TEXT ::
-- start --

Company is having system to provide loan facility without interest or
lesser interest as per the salary slab criteria to needy employees so as to assure timely
help to them to face any untoward or any to fulfil their needs.
Company always welcomes from its employee about any facilities/aid they
can serve to them and management always do their best to promote practice of collective
bargaining, trade unionism, and harmonious labor-management relations, provide friendly
environment and comfort to company's employees so that they may explore their maximum
output throughout the year. We also would like to place on record our sincere appreciation
to the cooperation extended by all the employees in maintaining cordial relations.
10. MANAGEMENT DISCUSSION AND ANALYSIS
Management Discussion and Analysis, forming part of this report as
required under Regulation 34 of Securities and Exchange Board of India (Listing
Obligations and Disclosure Requirements) Regulations, 2015, is attached as
"Annexure-A" separately to this Report.
11. DIRECTORS' RESPONSIBILITY STATEMENT
To the best of the knowledge and belief and according to the
information and explanations obtained by them, your
Directors confirms the following statements in terms of Section
134(3)(c) of the Companies Act, 2013:
a. That in the preparation of the annual accounts for the year ended 31st
March, 2025, the applicable accounting standards have been followed along with proper
explanation relating to material departures, if any;
b. That such accounting policies as mentioned in the Financial
Statements have been selected and applied consistently. Such judgments and estimates have
been made that are reasonable and prudent so as to give a true and fair view of the state
of affairs and of Profit of the Company for the financial year ended on 31stMarch,
2025.
c. That they have taken proper and sufficient care for the maintenance
of adequate accounting records in accordance with the provisions of the Companies Act,
2013 for safeguarding the assets of the Company and for preventing and detecting fraud and
other irregularities;
d. That they have prepared the Annual Accounts on a going concern
basis;
e. That they have laid down internal financial controls for the company
and such internal financial controls were adequate and were operating effectively.
f. That they have devised proper systems to ensure compliance with the
provisions of all applicable laws and such system are adequate and operating effectively.

-- end --

PROBLEM DETAILS :: Copy the directors' report, beginning at the words "Company is having" and stopping after "maintaining cordial relations.", and rename every "employees" in that span to "workers".

EXTRACTED DATA ::
-- start --

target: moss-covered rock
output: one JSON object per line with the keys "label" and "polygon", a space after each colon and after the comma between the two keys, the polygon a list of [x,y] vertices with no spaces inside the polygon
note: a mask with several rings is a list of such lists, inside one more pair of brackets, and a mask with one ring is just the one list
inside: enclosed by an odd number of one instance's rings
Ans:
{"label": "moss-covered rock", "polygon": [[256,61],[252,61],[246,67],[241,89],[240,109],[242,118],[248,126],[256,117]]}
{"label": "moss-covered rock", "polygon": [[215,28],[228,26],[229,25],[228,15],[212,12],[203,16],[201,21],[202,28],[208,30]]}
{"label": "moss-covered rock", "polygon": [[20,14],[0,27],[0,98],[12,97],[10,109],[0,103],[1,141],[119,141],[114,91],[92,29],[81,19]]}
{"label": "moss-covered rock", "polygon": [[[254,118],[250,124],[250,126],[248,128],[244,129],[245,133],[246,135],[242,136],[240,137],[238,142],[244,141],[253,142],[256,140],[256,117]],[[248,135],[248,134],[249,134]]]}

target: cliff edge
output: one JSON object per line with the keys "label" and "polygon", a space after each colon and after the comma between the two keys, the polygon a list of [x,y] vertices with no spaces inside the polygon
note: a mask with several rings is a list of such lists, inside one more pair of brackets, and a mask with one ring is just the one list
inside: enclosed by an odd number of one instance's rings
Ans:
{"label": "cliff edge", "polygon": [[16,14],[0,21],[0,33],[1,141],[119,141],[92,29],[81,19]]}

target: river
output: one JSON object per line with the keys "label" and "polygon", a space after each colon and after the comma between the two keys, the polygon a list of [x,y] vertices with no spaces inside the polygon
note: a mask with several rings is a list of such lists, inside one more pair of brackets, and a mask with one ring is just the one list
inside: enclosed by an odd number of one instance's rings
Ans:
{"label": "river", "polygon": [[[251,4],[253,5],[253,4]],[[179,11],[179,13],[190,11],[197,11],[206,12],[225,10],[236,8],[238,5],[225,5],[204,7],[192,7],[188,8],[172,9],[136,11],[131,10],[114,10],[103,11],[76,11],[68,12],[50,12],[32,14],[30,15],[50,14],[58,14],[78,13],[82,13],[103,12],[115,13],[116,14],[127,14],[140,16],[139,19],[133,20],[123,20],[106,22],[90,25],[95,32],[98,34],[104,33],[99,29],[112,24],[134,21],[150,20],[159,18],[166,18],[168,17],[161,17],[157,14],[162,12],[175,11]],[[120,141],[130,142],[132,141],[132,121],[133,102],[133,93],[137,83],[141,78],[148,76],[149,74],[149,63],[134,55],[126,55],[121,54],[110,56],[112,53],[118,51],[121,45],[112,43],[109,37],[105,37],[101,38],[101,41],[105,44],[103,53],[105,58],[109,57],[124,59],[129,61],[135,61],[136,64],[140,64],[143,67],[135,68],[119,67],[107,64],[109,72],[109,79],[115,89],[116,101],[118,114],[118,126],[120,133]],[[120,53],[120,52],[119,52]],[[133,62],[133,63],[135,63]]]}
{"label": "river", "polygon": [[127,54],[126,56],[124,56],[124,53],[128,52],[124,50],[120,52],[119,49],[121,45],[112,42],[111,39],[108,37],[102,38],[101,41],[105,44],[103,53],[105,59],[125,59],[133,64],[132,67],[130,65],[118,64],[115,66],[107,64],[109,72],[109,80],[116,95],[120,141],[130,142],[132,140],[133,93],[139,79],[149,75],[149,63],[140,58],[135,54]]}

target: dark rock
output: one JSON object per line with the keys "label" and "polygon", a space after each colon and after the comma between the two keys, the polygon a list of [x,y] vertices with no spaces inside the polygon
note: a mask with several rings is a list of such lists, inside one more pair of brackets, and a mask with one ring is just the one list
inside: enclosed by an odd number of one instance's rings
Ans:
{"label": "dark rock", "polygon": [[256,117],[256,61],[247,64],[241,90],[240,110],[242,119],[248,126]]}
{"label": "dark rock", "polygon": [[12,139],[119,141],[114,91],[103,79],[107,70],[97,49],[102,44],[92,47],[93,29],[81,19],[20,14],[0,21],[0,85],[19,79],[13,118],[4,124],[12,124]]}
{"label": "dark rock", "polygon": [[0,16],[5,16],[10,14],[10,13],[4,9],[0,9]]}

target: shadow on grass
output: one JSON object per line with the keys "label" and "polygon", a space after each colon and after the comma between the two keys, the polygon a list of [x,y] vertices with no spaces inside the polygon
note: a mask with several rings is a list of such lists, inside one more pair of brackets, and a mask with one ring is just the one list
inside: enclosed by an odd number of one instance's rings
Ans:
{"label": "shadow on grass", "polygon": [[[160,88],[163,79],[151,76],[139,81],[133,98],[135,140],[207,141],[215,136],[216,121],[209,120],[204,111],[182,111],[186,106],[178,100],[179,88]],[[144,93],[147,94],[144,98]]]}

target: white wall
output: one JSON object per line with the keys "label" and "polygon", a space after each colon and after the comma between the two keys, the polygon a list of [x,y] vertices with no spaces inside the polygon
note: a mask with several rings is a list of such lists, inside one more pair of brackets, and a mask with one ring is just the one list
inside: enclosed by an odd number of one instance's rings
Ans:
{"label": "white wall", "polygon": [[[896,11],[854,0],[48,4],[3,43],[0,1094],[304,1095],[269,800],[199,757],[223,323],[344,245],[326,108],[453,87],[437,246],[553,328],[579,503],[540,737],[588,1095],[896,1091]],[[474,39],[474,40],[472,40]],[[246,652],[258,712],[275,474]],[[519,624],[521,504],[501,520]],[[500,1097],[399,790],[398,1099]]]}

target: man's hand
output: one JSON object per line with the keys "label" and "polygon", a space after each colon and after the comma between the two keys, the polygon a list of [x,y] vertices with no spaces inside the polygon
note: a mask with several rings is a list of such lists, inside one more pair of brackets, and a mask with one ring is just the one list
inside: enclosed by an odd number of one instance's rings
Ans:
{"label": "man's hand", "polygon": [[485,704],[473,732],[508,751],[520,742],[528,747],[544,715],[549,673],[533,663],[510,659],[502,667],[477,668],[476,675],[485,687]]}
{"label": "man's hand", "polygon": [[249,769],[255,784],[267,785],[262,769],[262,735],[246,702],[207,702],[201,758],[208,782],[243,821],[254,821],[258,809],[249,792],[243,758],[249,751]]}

-- end --

SOLUTION BELOW ::
Company is having system to provide loan facility without interest or
lesser interest as per the salary slab criteria to needy workers so as to assure timely
help to them to face any untoward or any to fulfil their needs.
Company always welcomes from its employee about any facilities/aid they
can serve to them and management always do their best to promote practice of collective
bargaining, trade unionism, and harmonious labor-management relations, provide friendly
environment and comfort to company's workers so that they may explore their maximum
output throughout the year. We also would like to place on record our sincere appreciation
to the cooperation extended by all the workers in maintaining cordial relations.